## Task objective
Pick out every line in the records below that contains the string "street" and copy each one.

## Material for this exercise
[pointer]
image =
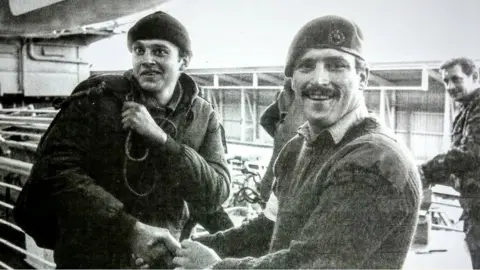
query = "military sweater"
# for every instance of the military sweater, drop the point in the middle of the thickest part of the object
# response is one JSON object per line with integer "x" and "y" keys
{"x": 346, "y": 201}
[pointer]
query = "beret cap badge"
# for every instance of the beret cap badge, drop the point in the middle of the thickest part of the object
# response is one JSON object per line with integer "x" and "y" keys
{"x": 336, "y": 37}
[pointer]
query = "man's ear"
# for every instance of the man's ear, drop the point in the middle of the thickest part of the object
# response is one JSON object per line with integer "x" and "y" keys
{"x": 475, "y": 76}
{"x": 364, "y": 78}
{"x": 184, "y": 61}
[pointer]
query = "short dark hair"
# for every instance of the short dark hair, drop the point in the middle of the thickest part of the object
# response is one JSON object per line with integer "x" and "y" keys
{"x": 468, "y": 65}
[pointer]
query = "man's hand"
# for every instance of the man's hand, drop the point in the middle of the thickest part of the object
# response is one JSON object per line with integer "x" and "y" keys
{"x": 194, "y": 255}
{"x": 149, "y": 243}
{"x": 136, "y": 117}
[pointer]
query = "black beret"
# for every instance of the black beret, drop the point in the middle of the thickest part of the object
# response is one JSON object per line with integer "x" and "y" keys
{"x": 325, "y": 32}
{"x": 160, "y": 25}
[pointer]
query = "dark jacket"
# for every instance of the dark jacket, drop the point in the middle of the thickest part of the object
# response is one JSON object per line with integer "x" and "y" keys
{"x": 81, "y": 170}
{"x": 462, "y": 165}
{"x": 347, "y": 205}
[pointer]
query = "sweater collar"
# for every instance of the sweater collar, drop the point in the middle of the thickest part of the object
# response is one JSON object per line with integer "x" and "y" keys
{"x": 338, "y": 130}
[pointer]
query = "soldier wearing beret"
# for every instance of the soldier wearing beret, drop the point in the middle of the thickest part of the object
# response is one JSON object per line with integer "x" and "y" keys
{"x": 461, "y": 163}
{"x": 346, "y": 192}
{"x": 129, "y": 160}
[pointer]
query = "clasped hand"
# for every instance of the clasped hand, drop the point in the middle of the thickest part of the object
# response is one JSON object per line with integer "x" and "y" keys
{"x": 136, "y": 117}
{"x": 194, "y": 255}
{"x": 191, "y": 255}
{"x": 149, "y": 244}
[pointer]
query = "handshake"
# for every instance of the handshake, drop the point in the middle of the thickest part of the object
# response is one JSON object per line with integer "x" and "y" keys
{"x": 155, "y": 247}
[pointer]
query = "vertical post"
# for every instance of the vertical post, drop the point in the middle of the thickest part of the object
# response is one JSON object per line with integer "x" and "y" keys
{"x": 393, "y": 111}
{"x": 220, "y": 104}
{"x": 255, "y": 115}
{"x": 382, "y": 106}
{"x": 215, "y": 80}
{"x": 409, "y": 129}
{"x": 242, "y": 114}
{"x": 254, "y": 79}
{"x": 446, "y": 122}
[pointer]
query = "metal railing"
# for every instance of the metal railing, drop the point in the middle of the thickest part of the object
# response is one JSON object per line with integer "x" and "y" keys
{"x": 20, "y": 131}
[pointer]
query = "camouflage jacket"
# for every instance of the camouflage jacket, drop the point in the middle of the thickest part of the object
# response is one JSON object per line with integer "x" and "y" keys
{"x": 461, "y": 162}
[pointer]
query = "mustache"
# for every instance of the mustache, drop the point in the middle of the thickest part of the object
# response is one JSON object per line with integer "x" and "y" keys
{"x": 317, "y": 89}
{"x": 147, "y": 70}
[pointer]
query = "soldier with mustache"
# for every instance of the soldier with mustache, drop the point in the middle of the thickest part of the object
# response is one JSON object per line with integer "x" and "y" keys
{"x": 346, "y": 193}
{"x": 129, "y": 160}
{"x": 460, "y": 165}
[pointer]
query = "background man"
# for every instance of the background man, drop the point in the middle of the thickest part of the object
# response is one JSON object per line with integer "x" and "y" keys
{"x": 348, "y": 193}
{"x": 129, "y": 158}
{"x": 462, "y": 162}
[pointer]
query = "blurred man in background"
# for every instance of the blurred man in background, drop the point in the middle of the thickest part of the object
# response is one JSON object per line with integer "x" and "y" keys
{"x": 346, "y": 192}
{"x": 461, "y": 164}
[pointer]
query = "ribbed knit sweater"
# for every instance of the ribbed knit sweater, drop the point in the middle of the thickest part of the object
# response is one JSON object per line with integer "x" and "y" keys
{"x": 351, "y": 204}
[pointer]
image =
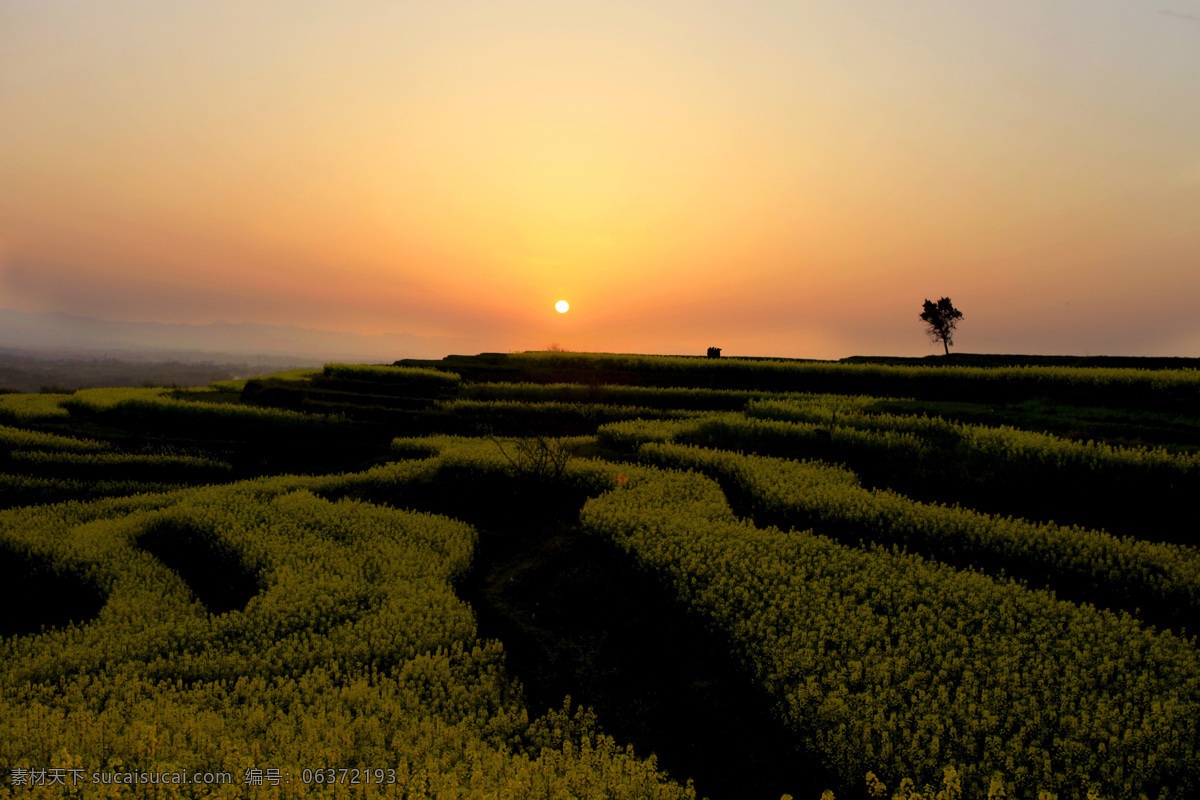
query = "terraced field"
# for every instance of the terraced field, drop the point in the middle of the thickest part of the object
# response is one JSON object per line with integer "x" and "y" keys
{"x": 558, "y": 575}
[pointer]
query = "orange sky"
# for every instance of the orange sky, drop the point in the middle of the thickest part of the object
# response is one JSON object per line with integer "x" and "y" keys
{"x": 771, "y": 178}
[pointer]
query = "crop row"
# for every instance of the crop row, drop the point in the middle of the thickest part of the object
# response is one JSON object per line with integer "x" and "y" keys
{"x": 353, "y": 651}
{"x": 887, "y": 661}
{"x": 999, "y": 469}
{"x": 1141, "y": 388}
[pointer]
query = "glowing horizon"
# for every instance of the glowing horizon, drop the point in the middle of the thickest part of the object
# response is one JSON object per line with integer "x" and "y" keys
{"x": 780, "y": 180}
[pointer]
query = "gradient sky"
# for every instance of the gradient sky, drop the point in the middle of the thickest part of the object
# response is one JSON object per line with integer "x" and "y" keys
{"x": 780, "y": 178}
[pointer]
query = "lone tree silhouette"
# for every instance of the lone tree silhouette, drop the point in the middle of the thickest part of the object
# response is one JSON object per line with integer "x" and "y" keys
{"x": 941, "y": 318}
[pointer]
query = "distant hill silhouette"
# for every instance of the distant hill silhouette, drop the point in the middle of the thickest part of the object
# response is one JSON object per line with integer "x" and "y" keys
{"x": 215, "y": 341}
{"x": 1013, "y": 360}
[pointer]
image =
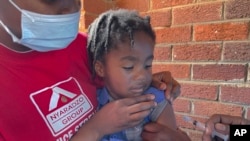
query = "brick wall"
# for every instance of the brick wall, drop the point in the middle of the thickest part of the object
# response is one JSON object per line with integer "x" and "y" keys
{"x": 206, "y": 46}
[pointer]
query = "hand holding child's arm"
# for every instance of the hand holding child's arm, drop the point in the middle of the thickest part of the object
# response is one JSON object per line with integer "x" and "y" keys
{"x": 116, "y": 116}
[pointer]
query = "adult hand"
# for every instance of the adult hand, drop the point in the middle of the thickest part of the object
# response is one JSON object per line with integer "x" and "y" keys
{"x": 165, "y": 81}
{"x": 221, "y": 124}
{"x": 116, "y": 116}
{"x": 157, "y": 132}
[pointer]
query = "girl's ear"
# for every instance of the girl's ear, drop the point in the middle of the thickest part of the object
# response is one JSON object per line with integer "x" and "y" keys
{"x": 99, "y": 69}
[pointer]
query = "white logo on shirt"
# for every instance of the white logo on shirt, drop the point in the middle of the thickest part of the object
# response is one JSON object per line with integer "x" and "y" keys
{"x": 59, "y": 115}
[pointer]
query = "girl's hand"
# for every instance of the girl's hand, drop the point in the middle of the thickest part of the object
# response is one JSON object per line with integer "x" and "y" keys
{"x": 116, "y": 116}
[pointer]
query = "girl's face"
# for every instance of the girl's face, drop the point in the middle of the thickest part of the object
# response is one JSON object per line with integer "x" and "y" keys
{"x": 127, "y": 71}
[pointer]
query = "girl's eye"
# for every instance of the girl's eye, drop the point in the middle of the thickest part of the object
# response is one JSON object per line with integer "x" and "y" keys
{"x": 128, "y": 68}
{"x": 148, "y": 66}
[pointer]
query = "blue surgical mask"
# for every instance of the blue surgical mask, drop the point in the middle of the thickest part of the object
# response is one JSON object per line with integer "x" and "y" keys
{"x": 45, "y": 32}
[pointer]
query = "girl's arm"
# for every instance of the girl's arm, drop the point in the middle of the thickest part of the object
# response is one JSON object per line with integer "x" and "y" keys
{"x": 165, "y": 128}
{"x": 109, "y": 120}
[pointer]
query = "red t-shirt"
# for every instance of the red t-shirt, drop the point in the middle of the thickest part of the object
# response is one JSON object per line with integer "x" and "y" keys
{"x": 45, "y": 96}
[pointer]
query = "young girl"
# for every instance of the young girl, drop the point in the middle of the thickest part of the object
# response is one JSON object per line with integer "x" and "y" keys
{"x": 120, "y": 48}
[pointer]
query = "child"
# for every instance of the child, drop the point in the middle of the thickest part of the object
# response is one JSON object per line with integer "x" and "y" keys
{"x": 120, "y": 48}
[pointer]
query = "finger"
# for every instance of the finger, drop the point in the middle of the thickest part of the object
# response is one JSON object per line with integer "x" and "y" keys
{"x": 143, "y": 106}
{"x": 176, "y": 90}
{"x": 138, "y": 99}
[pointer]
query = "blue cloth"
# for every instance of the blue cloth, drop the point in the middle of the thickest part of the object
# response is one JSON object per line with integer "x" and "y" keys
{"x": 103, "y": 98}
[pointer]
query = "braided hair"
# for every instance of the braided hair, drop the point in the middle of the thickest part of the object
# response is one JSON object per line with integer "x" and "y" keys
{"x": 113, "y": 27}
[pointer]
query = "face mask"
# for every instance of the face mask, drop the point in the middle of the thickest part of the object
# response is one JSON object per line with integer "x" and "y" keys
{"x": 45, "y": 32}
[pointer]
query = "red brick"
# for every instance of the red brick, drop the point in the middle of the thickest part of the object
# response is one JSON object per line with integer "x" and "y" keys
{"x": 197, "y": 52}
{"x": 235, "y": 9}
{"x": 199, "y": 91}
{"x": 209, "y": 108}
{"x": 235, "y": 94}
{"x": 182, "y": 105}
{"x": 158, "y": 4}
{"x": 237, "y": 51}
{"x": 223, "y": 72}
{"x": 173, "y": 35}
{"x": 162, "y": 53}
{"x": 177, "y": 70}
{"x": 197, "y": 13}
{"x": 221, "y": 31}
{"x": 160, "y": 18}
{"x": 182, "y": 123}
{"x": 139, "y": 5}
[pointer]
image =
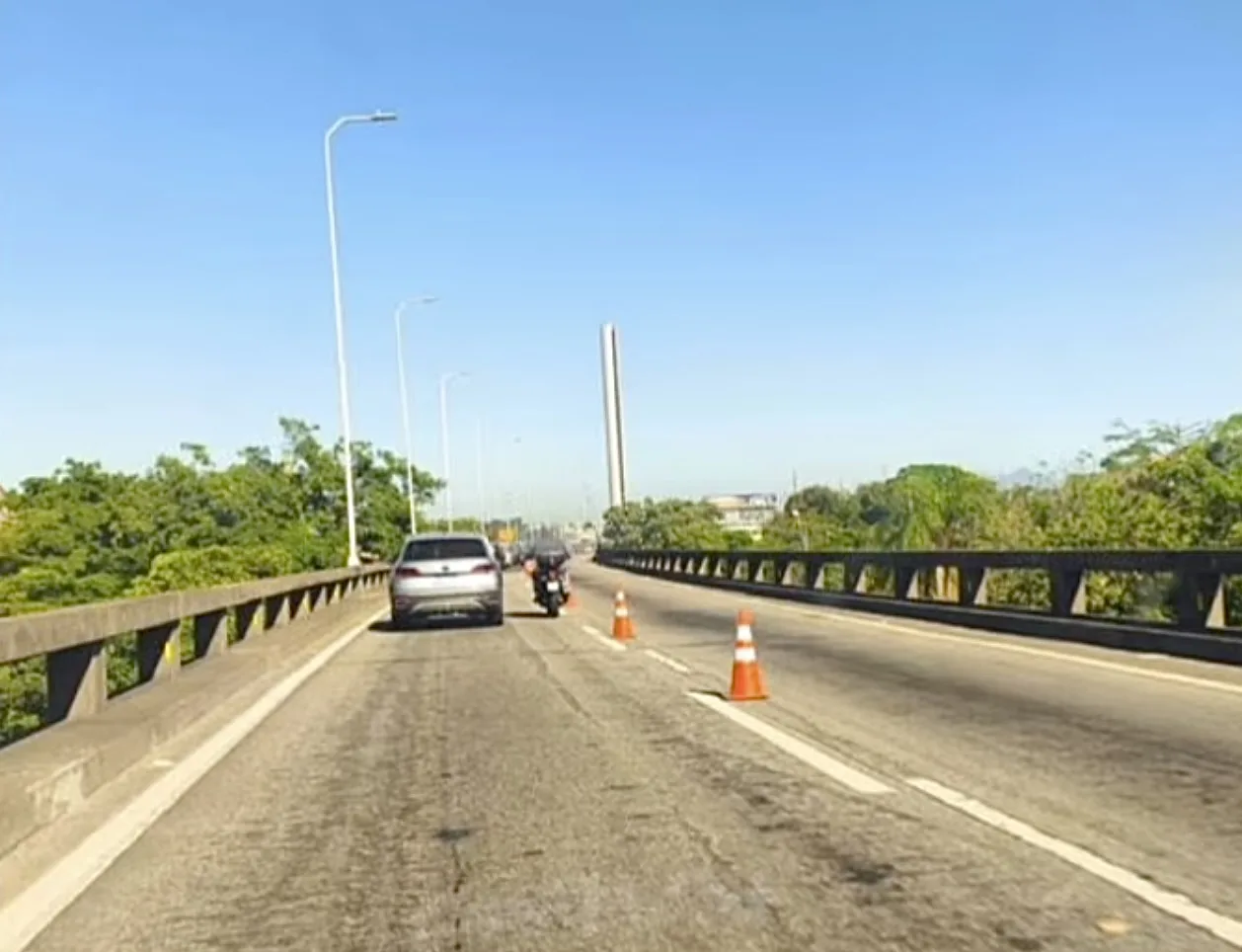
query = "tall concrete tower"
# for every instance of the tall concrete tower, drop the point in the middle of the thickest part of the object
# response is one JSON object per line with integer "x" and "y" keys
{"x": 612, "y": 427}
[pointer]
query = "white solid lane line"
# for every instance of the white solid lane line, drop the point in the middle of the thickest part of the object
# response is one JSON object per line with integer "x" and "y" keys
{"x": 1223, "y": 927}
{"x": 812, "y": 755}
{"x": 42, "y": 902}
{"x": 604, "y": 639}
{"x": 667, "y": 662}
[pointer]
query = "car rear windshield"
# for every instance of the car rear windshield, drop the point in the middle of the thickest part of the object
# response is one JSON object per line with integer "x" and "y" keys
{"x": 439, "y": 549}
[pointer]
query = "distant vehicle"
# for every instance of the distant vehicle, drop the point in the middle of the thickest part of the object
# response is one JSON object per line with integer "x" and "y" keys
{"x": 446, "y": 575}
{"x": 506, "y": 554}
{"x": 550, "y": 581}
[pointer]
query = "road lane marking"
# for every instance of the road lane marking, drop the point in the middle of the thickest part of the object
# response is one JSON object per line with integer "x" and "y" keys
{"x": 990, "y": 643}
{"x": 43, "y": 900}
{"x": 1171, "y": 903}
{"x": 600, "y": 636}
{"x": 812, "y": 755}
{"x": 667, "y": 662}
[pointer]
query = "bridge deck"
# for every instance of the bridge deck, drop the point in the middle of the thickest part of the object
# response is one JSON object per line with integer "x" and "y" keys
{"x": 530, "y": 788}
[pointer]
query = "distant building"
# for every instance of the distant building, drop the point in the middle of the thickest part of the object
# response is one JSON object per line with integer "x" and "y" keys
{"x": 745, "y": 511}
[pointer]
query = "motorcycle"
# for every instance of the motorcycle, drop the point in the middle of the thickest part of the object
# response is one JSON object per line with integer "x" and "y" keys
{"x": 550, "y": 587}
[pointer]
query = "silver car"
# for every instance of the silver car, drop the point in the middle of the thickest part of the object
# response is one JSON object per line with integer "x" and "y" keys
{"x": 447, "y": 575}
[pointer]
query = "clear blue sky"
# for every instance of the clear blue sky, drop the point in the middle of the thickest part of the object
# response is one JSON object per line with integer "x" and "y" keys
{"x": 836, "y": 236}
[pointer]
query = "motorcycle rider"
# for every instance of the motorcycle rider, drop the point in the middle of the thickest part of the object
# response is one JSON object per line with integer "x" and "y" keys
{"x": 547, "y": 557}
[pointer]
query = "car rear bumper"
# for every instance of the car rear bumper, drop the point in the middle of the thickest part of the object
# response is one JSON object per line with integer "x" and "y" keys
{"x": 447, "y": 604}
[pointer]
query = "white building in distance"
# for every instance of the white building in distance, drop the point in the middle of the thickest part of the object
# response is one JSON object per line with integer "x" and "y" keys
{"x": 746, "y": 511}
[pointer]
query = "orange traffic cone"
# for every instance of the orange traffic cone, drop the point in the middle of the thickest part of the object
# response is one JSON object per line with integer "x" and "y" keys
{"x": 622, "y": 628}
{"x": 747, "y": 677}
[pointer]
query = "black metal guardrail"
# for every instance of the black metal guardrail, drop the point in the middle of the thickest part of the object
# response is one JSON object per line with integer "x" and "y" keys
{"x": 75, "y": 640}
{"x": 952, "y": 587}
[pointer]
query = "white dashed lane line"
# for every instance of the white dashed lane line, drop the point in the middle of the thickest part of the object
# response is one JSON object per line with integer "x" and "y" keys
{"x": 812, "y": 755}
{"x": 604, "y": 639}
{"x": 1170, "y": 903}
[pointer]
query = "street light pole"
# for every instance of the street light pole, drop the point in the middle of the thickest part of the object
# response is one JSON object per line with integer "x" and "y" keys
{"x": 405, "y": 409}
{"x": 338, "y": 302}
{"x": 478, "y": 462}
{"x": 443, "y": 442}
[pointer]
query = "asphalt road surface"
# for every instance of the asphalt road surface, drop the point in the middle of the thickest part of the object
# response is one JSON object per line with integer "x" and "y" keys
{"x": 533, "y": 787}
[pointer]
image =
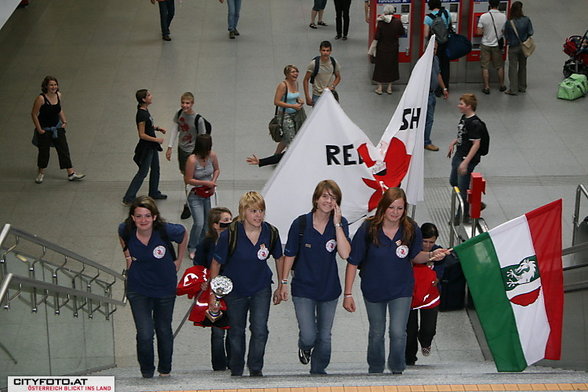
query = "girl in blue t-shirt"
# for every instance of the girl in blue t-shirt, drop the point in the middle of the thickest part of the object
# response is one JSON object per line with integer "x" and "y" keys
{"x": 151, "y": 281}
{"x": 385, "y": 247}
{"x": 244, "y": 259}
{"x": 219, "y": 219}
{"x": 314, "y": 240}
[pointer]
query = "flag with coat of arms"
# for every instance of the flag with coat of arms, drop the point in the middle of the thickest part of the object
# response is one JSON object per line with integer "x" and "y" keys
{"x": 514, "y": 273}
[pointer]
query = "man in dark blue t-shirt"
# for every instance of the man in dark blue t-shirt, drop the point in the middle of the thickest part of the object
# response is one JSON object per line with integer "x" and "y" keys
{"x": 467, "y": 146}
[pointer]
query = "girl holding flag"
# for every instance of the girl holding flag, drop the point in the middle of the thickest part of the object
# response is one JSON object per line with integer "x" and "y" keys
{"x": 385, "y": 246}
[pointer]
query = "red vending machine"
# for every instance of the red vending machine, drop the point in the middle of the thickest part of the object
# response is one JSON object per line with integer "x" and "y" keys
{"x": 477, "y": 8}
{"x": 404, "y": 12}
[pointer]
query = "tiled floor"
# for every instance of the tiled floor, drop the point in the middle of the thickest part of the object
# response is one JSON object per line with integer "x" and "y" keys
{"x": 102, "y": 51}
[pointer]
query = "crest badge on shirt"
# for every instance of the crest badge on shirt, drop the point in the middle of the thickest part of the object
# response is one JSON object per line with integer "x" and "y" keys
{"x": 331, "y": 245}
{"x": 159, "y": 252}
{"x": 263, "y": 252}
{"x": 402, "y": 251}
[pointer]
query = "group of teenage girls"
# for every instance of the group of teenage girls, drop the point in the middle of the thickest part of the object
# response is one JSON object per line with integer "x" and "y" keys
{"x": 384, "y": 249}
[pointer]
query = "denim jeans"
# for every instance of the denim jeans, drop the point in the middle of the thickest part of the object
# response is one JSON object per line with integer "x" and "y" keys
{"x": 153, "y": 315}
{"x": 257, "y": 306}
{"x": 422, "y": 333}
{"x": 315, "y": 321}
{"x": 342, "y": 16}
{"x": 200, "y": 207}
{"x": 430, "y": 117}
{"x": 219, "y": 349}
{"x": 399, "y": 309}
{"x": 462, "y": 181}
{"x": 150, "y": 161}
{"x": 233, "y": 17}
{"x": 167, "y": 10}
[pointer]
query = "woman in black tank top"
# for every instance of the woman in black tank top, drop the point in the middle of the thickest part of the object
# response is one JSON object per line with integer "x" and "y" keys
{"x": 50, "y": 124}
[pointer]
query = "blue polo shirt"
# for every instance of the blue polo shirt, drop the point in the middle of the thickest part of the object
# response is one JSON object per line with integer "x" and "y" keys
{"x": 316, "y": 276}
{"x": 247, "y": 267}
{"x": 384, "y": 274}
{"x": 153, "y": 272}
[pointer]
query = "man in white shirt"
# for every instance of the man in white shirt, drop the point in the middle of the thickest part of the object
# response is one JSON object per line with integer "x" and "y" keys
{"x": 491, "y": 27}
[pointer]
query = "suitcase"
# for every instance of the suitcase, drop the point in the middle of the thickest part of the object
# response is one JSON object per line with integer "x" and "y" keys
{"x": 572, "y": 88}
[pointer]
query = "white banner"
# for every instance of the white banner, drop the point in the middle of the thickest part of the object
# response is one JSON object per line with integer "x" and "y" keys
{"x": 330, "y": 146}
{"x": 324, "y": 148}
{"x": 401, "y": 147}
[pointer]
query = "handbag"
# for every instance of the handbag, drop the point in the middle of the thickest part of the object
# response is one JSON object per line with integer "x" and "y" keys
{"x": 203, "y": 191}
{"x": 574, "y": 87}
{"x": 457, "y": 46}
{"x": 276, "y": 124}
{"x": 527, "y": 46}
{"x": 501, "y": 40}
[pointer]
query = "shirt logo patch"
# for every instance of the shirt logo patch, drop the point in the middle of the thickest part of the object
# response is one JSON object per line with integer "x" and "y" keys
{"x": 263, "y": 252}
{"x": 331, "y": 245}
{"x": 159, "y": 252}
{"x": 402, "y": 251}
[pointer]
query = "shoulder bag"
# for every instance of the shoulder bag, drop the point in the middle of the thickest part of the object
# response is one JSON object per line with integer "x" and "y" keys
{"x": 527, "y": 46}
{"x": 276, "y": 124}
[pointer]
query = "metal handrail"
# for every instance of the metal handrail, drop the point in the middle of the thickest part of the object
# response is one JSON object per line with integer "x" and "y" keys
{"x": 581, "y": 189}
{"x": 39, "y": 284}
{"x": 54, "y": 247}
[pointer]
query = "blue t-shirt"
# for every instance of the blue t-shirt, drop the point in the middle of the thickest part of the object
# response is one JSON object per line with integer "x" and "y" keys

## Solution to this problem
query = "street light pole"
# for every instance of the street light pole, drop the point in the middle of the thickest part of the object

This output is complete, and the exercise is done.